------ The data
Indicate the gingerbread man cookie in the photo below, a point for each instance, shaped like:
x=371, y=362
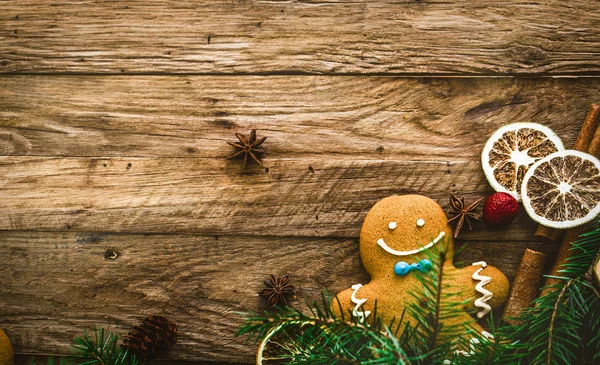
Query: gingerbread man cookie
x=395, y=239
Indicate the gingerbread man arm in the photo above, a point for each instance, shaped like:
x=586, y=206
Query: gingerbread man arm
x=487, y=287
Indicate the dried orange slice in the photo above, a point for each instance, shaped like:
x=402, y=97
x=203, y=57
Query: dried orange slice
x=512, y=149
x=562, y=190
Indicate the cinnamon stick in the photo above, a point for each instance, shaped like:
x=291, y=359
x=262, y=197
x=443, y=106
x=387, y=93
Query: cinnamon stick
x=564, y=252
x=525, y=285
x=588, y=139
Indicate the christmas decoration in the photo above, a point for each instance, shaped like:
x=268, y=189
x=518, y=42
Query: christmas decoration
x=562, y=190
x=276, y=290
x=500, y=209
x=596, y=270
x=463, y=212
x=561, y=327
x=396, y=255
x=153, y=337
x=6, y=352
x=586, y=135
x=525, y=285
x=511, y=150
x=249, y=146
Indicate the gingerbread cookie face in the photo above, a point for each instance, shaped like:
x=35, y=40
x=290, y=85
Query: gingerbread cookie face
x=398, y=238
x=401, y=229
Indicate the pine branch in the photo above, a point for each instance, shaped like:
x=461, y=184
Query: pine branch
x=556, y=327
x=101, y=350
x=322, y=338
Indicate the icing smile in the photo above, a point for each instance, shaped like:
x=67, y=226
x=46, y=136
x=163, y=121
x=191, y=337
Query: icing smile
x=388, y=249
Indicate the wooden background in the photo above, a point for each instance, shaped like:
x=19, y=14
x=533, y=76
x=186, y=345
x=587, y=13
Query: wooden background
x=114, y=117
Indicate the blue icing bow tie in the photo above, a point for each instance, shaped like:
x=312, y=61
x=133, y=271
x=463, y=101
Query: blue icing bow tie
x=402, y=268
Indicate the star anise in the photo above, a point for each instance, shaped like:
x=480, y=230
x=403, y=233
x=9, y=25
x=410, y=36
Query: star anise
x=276, y=290
x=463, y=212
x=249, y=146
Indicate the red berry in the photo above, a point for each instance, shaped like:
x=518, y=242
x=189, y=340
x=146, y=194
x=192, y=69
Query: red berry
x=500, y=209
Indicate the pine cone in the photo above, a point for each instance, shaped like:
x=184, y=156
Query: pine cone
x=152, y=338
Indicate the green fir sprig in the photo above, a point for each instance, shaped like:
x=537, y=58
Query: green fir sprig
x=561, y=327
x=102, y=349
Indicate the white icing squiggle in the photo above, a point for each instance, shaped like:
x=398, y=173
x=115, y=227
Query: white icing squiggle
x=362, y=315
x=383, y=245
x=486, y=295
x=472, y=343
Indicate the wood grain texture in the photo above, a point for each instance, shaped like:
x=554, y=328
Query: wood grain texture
x=160, y=195
x=355, y=118
x=54, y=284
x=406, y=37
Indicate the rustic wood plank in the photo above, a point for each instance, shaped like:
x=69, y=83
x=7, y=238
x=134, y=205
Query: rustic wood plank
x=358, y=117
x=214, y=196
x=55, y=284
x=406, y=37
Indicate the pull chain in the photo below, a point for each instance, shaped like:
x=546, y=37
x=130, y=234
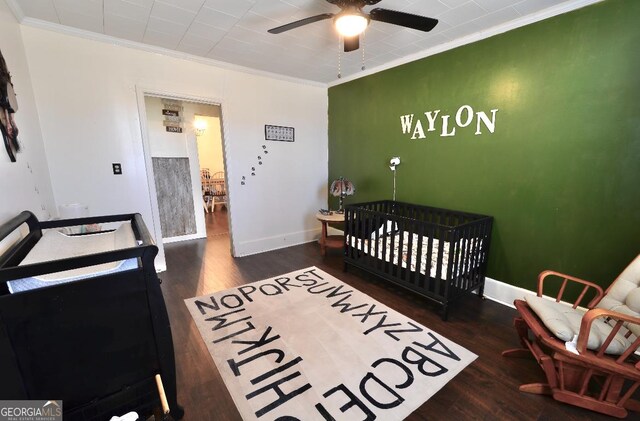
------------
_The problem_
From the line containing "Indicate the rustic" to the last line of the records, inclusive, output the lines exactly as written and nothing else; leave out the pictures.

_Problem solution_
Indicate the rustic wood plank in the photo above, a point for each instance, shaped like:
x=69, y=83
x=7, y=238
x=134, y=205
Query: rustic wood plank
x=358, y=117
x=214, y=196
x=55, y=284
x=406, y=37
Indicate the pull chain in the photo below, a point for each instance, shaped like:
x=546, y=37
x=130, y=234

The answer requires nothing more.